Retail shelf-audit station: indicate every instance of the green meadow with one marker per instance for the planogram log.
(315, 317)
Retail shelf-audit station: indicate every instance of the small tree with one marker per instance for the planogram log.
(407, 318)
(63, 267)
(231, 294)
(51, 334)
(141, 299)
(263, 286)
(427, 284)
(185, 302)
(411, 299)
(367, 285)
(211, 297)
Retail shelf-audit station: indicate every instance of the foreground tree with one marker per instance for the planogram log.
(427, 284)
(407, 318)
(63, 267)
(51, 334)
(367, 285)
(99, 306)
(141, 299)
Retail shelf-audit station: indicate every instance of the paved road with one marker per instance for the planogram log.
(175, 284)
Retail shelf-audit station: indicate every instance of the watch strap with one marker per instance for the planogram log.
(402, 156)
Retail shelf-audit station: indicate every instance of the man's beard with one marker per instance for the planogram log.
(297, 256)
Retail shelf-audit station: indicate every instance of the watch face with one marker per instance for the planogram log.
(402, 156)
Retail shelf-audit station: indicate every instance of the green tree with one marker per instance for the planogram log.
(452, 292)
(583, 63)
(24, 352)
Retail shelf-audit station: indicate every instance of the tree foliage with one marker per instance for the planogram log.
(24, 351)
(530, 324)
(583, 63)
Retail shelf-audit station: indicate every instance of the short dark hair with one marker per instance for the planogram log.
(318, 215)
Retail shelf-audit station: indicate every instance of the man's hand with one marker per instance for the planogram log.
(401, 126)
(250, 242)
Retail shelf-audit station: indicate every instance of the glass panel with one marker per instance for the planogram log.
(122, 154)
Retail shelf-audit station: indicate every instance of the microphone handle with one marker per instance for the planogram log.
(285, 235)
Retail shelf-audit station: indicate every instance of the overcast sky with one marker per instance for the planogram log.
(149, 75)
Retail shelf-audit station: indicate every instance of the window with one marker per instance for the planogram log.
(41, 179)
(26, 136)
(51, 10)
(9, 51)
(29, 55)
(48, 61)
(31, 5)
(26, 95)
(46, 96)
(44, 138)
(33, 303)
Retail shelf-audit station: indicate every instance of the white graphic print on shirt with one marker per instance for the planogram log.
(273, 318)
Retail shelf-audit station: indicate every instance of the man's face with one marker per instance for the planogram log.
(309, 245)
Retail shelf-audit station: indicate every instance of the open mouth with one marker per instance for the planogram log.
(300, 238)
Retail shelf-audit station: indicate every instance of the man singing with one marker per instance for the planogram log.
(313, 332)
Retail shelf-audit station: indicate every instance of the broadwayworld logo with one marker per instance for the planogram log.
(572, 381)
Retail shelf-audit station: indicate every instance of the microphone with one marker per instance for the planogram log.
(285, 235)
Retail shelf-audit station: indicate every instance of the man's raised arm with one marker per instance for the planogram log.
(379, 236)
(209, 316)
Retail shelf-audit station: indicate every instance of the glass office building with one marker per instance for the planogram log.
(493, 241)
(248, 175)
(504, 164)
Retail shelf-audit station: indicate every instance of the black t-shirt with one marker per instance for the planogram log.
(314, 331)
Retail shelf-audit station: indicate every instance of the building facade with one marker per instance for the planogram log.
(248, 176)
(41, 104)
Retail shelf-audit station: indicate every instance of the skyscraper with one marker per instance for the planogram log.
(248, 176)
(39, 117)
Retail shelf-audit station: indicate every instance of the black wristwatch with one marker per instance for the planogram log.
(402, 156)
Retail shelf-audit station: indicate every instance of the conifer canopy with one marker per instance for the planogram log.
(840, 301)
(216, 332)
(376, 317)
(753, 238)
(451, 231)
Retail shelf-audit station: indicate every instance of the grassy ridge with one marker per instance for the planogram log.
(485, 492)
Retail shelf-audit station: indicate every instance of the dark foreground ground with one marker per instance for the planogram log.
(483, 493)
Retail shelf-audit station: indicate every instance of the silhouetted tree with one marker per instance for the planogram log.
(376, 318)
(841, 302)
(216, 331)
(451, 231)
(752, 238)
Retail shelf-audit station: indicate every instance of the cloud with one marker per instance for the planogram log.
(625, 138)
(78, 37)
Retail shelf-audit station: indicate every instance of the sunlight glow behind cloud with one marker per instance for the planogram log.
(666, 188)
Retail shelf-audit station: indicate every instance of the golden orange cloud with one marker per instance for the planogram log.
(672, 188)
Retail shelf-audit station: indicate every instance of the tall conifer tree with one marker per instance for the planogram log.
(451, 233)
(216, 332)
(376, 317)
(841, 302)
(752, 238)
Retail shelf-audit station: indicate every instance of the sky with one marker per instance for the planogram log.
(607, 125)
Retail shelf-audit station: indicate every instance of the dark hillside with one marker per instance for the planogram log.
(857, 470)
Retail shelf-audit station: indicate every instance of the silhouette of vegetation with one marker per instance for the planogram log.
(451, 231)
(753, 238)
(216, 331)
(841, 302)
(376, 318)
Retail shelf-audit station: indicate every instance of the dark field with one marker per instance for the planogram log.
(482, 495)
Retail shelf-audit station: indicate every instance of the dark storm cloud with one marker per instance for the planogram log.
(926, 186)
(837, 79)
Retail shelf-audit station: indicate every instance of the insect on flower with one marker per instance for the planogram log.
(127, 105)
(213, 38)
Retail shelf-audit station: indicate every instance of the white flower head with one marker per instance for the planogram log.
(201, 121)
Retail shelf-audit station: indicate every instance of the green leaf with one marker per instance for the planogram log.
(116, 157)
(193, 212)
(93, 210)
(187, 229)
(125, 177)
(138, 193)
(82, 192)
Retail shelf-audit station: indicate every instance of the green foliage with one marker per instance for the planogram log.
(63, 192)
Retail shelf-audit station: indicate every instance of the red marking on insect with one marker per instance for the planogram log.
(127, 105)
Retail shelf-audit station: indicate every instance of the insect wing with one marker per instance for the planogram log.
· · ·
§ **What is needed**
In full and without error, give the listing again.

§ **Solved exercise**
Retail shelf-audit station: indicate every instance of the green meadow with one marker per instance for the planogram log.
(315, 317)
Retail shelf-audit station: indicate every instance of the small tree with one marker per instance for the planogram log.
(407, 318)
(63, 267)
(231, 294)
(51, 334)
(141, 299)
(263, 286)
(427, 284)
(185, 302)
(411, 299)
(367, 285)
(211, 297)
Retail shelf-audit station: indicate every instance of the foreground tree with one marker per instance for the planogram log.
(427, 284)
(407, 318)
(63, 267)
(51, 334)
(367, 285)
(99, 306)
(141, 299)
Retail shelf-audit station: indicate every instance of the paved road with one marker per instance for the planogram log.
(175, 284)
Retail shelf-audit station: indicate every instance of the watch strap with one marker per instance for the planogram log.
(402, 156)
Retail shelf-audit station: indicate every instance of the man's beard with one marker per instance for the planogram log.
(297, 256)
Retail shelf-audit station: indicate every instance of the watch face with one marker per instance for the planogram log.
(402, 156)
Retail shelf-audit station: indicate every instance of the green tree with one marker per instance for the planogram log.
(452, 292)
(583, 63)
(24, 352)
Retail shelf-audit station: indicate every instance of the tree foliage with one marker per instance for the planogram log.
(24, 351)
(530, 324)
(583, 63)
Retail shelf-audit station: indicate every instance of the short dark hair with one marker per instance for the planogram log.
(318, 215)
Retail shelf-audit station: indicate every instance of the man's hand with one marker per instance for the planogram log.
(401, 126)
(250, 242)
Retail shelf-audit station: indicate every instance of the glass panel with one marker per instance for the planogram log.
(122, 154)
Retail shelf-audit station: indicate every instance of the microphone handle with one marker per instance for the planogram log.
(285, 235)
Retail shelf-audit station: indicate every instance of the overcast sky with one marker per instance for the planogram log.
(149, 75)
Retail shelf-audit station: indicate every instance of the window with one marker per instance for the planogram log.
(41, 179)
(26, 136)
(51, 10)
(9, 51)
(29, 55)
(48, 61)
(31, 5)
(26, 95)
(46, 96)
(44, 138)
(33, 303)
Retail shelf-audit station: indicate every instance of the white graphic print on shirt with one marker per instance for the planogram log.
(273, 318)
Retail shelf-audit station: indicate every instance of the man's face with one marker per instance for the planogram log.
(309, 245)
Retail shelf-audit station: indicate every instance of the open mouth with one marker per instance for the planogram log.
(300, 238)
Retail shelf-audit station: indicate every instance of the man singing with one marker per instance for the planogram log.
(313, 332)
Retail shelf-audit station: indicate every instance of the broadwayworld logo with one marker per instance for the planogram log.
(572, 381)
Retail shelf-audit station: indicate every instance of the microphone with one marker per instance for the planogram log.
(285, 235)
Retail shelf-audit station: indicate every instance of the man's raised arm with one marker per instance for the planogram log.
(379, 236)
(209, 316)
Retail shelf-audit station: indicate every instance of the glass office building with one marker per instance for the planogram log.
(493, 241)
(248, 175)
(504, 164)
Retail shelf-audit station: indicate every instance of the black t-shirt with one marker per instance for the planogram log.
(314, 331)
Retail shelf-audit station: indicate every instance of the building facade with one marker per instance for the planogram log.
(248, 176)
(41, 104)
Retail shelf-audit station: indicate every instance of the skyscraper with one marker per instance for the planogram log.
(248, 176)
(39, 117)
Retail shelf-audit station: indicate every instance of the black wristwatch with one marker per instance for the planogram log.
(402, 156)
Retail shelf-audit station: indicate every instance of the conifer canopy with one marker per instance for the planogram log.
(840, 301)
(216, 332)
(376, 317)
(753, 238)
(451, 231)
Retail shelf-audit station: indicate every instance of the grassy ridge with one marker per instance for the planogram log.
(485, 492)
Retail shelf-audit station: indicate every instance of the dark foreground ground with one marker per instance for the planogram log.
(483, 493)
Retail shelf-audit station: indicate every instance of the silhouetted tree with one marker per instance for the planogram log.
(376, 318)
(841, 302)
(216, 331)
(451, 231)
(752, 238)
Retail shelf-audit station: indicate every instance of the cloud with one marker per instance for the planogram log.
(625, 138)
(78, 37)
Retail shelf-audit station: indicate every instance of the sunlight glow behind cloud with one marker per instance for the planogram log.
(666, 188)
Retail shelf-audit station: indicate every instance of the golden orange cloud with one marker per instance for the planogram log.
(672, 188)
Retail shelf-audit station: indicate every instance of the tall conifer tree with one marker per instance for the planogram log.
(451, 233)
(216, 332)
(376, 317)
(841, 302)
(752, 238)
Retail shelf-audit station: indicate every instance of the sky with one marker per instance for the planogram log.
(607, 125)
Retail shelf-audit station: indicate every instance of the dark hillside with one marker per instance for the planogram log.
(857, 470)
Retail shelf-audit station: indicate every instance of the silhouette of vegetation with one marker per instance for the planogram log.
(451, 231)
(753, 238)
(216, 331)
(841, 302)
(376, 318)
Retail shelf-audit station: indicate every instance of the dark field with one marker per instance for the planogram log.
(482, 495)
Retail shelf-audit station: indicate every instance of the dark storm cloud with one marker per instance for the planogram log.
(926, 186)
(837, 79)
Retail shelf-audit station: indicate every instance of the insect on flower with one marker per instance for the planogram log.
(127, 105)
(213, 38)
Retail shelf-audit station: indicate every instance of the white flower head with one marker per instance for the planogram log.
(201, 121)
Retail shelf-audit station: indicate every instance of the green leaf with one marker per instance for the planogram log.
(116, 157)
(193, 212)
(93, 210)
(187, 229)
(125, 177)
(138, 193)
(82, 192)
Retail shelf-audit station: indicate every instance of the green foliage with one marker per instance for the planogram log.
(63, 192)
Retail shelf-audit station: indicate every instance of the red marking on insect with one marker per instance for the planogram log.
(127, 105)
Retail shelf-audit station: indicate every instance of the insect wing with one marker per instance for the planogram log.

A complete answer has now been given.